### Given instruction
Which lines run from the one containing "the player in" to the end of the entries? Quote them exactly, and nothing else.
%%
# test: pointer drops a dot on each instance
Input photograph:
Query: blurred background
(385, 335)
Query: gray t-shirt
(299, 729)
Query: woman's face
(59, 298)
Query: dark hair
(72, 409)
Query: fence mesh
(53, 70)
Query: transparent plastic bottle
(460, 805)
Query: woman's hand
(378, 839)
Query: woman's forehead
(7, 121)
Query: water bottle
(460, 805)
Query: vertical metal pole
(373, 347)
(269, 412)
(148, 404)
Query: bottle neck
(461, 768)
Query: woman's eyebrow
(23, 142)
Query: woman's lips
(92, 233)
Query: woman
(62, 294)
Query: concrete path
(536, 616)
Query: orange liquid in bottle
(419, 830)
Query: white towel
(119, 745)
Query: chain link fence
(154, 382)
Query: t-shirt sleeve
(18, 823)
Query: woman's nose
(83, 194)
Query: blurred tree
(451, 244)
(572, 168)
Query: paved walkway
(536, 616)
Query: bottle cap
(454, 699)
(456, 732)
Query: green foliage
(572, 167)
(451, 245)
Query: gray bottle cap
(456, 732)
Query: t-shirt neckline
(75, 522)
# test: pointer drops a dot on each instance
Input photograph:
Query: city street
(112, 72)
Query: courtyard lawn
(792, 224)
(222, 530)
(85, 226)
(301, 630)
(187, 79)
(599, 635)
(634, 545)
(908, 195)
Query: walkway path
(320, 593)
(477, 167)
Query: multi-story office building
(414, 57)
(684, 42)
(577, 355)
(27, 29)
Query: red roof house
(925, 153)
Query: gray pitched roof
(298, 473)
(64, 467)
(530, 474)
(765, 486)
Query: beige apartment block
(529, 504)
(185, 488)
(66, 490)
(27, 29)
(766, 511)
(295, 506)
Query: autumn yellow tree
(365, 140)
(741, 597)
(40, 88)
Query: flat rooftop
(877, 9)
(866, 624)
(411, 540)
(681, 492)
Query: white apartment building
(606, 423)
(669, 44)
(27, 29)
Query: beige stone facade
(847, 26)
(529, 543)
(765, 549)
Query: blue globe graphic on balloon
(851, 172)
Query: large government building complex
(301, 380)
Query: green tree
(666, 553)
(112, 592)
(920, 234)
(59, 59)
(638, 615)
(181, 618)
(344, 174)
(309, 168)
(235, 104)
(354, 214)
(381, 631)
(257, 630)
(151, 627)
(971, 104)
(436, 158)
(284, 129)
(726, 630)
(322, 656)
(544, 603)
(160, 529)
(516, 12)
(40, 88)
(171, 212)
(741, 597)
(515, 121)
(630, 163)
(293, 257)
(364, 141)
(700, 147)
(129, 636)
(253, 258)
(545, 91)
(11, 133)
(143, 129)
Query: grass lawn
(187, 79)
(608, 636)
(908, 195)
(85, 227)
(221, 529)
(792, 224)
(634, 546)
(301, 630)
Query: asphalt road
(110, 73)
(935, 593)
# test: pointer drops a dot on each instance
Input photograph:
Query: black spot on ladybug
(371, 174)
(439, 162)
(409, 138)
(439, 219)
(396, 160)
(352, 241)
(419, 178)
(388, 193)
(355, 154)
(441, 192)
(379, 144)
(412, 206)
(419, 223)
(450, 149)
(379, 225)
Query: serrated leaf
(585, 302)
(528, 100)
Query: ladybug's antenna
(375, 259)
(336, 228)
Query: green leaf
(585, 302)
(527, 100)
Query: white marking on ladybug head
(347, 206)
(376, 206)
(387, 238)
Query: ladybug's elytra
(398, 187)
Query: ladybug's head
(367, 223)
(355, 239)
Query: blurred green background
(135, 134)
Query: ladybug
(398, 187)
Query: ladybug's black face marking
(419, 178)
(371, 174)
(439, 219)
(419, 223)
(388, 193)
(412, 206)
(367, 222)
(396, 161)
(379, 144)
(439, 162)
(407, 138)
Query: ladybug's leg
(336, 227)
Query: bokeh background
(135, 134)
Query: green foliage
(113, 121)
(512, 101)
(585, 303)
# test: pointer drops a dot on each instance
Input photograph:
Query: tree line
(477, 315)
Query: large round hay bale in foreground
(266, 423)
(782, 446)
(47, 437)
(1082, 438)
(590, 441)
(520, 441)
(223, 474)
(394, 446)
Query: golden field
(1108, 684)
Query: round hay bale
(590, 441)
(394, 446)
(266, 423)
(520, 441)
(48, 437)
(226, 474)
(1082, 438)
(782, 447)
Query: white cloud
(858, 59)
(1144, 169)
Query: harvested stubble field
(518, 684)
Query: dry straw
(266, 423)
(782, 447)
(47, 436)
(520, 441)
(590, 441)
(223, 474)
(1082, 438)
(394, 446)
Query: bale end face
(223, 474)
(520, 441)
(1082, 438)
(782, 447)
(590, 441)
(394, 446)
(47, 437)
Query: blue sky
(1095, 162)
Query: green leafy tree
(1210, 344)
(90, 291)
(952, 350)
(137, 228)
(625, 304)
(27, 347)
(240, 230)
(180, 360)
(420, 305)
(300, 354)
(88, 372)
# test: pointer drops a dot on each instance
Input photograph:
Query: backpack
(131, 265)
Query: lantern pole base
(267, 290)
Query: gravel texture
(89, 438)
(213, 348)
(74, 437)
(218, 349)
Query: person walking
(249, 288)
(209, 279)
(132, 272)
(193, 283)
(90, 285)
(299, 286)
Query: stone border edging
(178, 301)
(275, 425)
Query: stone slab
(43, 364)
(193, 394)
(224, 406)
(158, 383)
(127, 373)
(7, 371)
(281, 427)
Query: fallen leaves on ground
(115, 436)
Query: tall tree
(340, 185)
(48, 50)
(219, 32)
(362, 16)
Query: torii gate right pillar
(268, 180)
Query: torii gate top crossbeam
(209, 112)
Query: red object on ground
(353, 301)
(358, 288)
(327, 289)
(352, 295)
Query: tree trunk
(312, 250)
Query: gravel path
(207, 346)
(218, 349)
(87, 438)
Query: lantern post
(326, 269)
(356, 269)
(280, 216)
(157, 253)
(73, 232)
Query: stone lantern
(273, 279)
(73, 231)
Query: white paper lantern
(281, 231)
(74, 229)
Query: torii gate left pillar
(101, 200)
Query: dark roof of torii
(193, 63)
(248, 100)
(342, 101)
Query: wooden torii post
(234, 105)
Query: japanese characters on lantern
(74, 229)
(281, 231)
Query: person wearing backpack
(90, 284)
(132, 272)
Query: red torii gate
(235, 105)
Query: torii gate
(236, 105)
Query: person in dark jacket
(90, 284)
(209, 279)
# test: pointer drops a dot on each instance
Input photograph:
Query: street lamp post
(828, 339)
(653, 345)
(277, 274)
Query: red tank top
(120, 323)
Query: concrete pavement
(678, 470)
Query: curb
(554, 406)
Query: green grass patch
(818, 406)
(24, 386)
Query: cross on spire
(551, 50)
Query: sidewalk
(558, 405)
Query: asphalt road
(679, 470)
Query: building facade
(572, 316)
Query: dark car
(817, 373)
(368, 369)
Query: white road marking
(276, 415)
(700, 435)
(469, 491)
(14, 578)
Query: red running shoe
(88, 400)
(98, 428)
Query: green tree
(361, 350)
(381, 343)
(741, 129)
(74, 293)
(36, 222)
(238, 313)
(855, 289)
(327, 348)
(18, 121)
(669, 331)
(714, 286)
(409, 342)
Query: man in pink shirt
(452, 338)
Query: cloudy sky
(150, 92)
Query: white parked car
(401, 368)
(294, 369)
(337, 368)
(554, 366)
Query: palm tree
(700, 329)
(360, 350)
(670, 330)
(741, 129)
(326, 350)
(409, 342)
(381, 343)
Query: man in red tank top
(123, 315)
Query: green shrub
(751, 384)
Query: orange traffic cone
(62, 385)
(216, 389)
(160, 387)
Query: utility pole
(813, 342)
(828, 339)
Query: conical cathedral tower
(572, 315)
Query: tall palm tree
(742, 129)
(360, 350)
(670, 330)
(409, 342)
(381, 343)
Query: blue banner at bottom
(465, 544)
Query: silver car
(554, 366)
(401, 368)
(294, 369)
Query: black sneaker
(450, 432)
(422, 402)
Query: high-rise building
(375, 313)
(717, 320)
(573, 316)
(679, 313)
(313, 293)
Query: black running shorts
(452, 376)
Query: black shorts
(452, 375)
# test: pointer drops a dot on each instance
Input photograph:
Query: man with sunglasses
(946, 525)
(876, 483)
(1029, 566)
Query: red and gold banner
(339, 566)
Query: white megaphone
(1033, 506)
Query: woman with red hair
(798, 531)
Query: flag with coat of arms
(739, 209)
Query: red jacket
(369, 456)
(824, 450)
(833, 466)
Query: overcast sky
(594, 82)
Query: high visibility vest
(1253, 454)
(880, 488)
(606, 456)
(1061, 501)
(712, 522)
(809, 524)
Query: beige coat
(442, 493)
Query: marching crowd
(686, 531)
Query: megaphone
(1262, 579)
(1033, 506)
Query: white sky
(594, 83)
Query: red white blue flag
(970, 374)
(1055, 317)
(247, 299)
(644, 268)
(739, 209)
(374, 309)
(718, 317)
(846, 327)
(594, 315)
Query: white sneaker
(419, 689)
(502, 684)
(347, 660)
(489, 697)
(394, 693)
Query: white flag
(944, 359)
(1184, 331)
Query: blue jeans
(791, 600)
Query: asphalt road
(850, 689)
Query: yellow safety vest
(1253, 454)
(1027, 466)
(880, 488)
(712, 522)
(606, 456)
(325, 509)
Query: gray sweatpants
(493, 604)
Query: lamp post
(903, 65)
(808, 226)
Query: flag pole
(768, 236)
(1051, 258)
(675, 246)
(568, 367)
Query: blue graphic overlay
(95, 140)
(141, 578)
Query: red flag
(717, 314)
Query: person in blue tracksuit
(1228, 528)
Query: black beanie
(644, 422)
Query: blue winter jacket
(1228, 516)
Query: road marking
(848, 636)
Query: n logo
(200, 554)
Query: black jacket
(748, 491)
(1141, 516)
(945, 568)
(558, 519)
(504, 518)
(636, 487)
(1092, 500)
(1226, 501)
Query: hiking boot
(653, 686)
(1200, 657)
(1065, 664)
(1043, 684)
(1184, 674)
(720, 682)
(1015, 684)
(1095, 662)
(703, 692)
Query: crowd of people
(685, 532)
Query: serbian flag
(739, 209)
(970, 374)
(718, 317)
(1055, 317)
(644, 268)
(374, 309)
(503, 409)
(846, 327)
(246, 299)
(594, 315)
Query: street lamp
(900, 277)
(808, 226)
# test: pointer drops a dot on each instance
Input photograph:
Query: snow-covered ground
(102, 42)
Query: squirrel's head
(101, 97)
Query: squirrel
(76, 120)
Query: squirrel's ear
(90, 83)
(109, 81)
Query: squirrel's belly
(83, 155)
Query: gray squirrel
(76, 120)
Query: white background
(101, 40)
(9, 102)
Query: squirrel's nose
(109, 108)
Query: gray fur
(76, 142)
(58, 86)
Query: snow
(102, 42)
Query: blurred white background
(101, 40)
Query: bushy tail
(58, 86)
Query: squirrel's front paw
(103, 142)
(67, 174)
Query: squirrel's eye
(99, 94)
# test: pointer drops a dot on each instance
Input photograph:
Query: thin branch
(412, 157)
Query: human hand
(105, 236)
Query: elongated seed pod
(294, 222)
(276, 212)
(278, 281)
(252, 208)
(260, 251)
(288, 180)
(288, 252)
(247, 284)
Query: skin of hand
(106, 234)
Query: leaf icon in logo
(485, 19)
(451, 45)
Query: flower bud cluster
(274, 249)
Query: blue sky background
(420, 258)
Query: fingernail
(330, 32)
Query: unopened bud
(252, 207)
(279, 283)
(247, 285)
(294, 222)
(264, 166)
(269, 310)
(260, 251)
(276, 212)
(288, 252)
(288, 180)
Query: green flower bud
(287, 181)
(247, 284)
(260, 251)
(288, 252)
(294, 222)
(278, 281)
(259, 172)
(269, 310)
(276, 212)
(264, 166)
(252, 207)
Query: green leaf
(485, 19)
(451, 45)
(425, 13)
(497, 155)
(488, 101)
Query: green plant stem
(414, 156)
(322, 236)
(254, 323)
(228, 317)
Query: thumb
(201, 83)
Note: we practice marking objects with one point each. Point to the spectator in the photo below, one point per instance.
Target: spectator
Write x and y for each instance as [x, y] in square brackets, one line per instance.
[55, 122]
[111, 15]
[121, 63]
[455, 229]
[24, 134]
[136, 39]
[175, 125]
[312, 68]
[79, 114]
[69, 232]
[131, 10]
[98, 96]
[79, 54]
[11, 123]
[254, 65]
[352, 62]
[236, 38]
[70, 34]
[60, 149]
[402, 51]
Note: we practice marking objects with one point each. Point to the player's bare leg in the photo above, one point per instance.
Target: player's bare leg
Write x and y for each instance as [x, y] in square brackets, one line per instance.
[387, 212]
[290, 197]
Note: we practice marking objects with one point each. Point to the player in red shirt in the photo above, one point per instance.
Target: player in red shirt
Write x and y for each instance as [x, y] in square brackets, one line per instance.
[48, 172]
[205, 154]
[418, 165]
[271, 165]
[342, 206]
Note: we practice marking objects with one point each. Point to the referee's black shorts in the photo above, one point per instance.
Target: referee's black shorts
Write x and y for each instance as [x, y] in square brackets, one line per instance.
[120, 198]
%%
### Full solution
Note: we practice marking objects with one point each. Point to the player in red shirt in the photo above, one point per instance.
Target: player in red shirt
Write x and y for each instance as [x, y] in square brackets, one line per instance.
[48, 172]
[205, 154]
[418, 165]
[271, 165]
[342, 206]
Note: we practice marking objects with one point each. Point to the referee's black shorts in the photo above, one point per instance.
Target: referee's black shorts
Write x and y for each instance as [x, y] in square brackets, one line per instance.
[120, 198]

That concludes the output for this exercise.